**ТЕКСТ ДОКУМЕНТА**
☆ ☆ ☆ ☆ ☆

В Disney были довольны «Винсентом», но не понимали, что с ним делать. Это было похоже на: «Ну и о чем мы сегодня будем думать: о пятиминутной короткометражке или о фильме ценой в 30 миллионов долларов?» Но я был очень рад, что у меня получилось. Создавать что-либо, доводить это до конца – это катарсис. И тем, кто посмотрел «Винсента», фильм понравился. Однако Disney вели себя странно. Казалось, что студия осталась довольна мультфильмом, но в то же время немного стыдилась его. Я думаю, что они просто не знали, что с ним делать дальше. На самом деле не существует рынка короткометражных мультфильмов. Да и компания в то время находилась в нестабильном состоянии, поэтому «Винсент» в шкале приоритетов занимал далеко не первое место. Кроме того, я тогда даже не знал, работаю ли я еще в Disney или нет.

«Гензель и Гретель», «Франкенвини» и «Аладдин и его лампа»

По-прежнему работая в Disney, Бёртон снял телефильм с живыми актерами, восточную версию сказки братьев Гримм «Гензель и Гретель», на которую выделили бюджет 116 тысяч долларов. Заказ принадлежал каналу Disney Channel, находившемуся тогда в зачаточном состоянии. Сценарий к проекту написала исполнительный продюсер Джули Хиксон. Этой истории недостает эмоциональной глубины «Винсента», однако она прекрасно иллюстрирует буйное воображение Бёртона. Сюжет оригинальной сказки братьев Гримм переосмыслен в уникальном бёртоновском ключе: например, в кульминации Гензель и Гретель сходятся в кунг-фу поединке со злой ведьмой, которую играет мужчина.

☆ ☆ ☆ ☆ ☆

**СТРОКИ**
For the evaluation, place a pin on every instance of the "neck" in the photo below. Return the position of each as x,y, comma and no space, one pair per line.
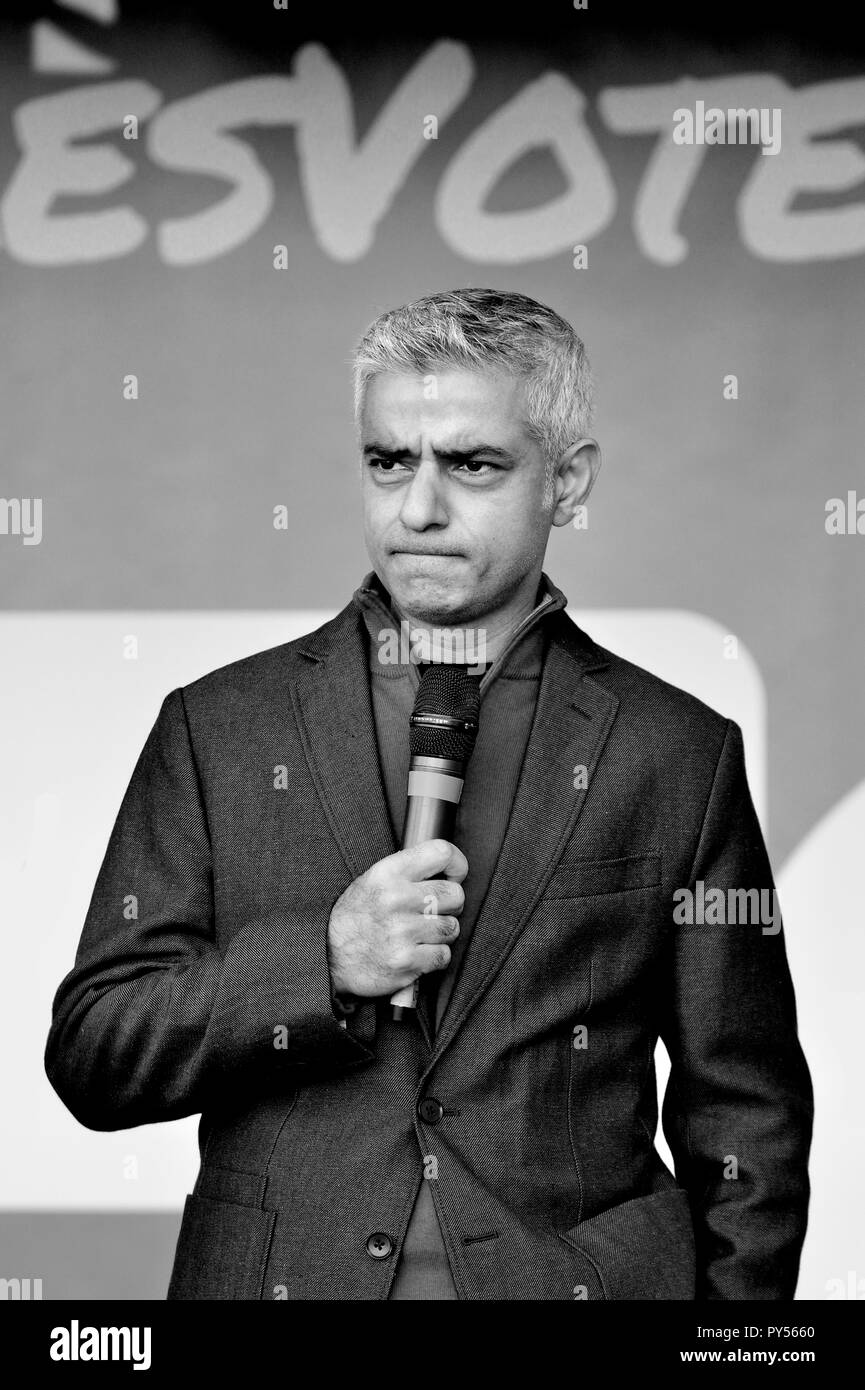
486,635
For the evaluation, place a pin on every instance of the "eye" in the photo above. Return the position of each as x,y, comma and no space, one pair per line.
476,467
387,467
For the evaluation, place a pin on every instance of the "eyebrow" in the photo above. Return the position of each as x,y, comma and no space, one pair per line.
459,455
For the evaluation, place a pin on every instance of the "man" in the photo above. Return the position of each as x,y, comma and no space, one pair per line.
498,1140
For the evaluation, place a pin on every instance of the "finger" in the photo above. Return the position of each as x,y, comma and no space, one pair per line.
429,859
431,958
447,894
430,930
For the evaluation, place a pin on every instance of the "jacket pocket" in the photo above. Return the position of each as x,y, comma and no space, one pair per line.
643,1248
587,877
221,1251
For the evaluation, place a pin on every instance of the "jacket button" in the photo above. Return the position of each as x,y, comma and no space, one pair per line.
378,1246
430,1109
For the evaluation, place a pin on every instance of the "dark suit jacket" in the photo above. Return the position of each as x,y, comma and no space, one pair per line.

☆ ☆ ☆ ☆ ☆

**ЗАДАЧИ**
1. Какой бюджет выделили на телефильм «Гензель и Гретель», если верить тексту о Бёртоне и Disney?
2. Продолжите, пожалуйста, текст о Бёртоне и студии Disney с того места, где он заканчивается.

**ОТВЕТЫ**
1. 116 тысяч долларов.

2.
Вскоре после запуска у Disney Channel появился сказочный цикл, и у меня возникла идея снять «Гензеля и Гретель» с японскими актерами, добавив тем самым в историю изюминку. В итоге у меня скопилась целая гора рисунков – ими была увешана вся комната. Думаю, это несколько успокоило диснеевцев, и они позволили мне сделать «Гензель и Гретель». Дело в том, что на ранних этапах создания фильма рисунки являются основой всего, хоть их и нелегко представить в трехмерном формате или любом другом виде. Я думаю, моя «коллекция» убедила руководство канала, что я не совсем сумасшедший и действительно могу что-то сделать. Ко всему прочему Disney в тот момент все еще находились в подвешенном состоянии. До недавнего времени я не мог представить себе, что смогу заниматься подобным проектом на студии. Это было немыслимо. Теперь-то у них появились новые программы, по которым студии оплачивают расходы или инвестируют в киношколы. Думаю, сейчас Disney проверяют потенциальных режиссеров, поручая им отснять какую-нибудь сцену. Но тому, что в тот момент доверили мне, не было прецедента. По этой причине я прекрасно осознавал уникальность ситуации, в которой нахожусь. Так что даже когда я чувствовал себя плохо, мне было довольно хорошо.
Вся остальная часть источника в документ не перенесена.